- _Requirements_: Copy out every row below that contains the string "silver". Case counts, so a row matches only if the capitalization is identical.
** START Extracted data **
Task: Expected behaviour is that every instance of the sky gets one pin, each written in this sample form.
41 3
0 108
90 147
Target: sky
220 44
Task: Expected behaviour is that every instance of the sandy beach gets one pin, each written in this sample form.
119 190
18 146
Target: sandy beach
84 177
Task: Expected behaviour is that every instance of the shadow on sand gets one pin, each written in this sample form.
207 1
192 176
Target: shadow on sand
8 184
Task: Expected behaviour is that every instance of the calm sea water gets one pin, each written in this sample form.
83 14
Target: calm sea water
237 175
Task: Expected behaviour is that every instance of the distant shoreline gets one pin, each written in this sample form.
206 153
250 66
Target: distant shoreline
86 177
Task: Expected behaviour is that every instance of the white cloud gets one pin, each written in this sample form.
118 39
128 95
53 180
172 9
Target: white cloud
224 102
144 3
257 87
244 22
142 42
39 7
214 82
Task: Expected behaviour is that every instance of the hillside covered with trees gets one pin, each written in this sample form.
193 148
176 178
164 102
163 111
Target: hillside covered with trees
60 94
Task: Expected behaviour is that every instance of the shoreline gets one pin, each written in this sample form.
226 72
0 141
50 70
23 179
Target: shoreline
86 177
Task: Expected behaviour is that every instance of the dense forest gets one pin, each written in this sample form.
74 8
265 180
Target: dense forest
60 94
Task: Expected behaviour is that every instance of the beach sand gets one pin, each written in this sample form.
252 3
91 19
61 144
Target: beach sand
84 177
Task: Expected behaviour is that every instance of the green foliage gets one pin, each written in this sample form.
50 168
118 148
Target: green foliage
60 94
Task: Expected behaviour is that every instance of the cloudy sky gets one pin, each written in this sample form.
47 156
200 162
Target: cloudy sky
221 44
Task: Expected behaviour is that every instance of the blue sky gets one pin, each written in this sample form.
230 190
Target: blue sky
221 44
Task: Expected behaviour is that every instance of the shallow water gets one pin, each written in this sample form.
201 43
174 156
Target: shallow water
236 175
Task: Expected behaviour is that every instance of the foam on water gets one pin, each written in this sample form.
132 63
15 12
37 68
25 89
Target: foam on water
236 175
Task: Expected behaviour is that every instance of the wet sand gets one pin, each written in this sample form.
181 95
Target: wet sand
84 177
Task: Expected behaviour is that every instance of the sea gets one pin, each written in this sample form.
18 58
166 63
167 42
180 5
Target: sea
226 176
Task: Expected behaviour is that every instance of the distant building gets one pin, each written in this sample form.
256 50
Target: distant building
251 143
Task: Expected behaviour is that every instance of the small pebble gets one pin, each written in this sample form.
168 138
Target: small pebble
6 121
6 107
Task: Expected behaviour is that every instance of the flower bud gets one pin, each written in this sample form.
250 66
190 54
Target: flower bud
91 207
** END Extracted data **
** START Extracted data **
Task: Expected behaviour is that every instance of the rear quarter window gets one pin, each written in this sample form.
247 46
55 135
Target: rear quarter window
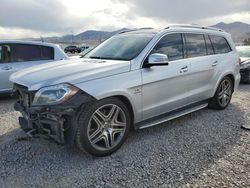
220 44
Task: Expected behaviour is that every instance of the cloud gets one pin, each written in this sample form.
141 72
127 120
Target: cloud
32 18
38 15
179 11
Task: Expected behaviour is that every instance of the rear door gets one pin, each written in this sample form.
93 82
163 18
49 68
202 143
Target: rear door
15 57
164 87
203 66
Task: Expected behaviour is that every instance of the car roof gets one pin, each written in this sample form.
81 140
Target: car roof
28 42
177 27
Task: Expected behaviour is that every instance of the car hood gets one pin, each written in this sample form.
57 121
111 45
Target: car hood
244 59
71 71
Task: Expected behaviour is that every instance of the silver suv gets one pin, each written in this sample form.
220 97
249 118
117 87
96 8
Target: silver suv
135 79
** END Extracted data **
- _Solved exercise_:
Task: Expected behaviour is that every instance of the silver suv gets one pin, each written in this sample form.
Target: silver suv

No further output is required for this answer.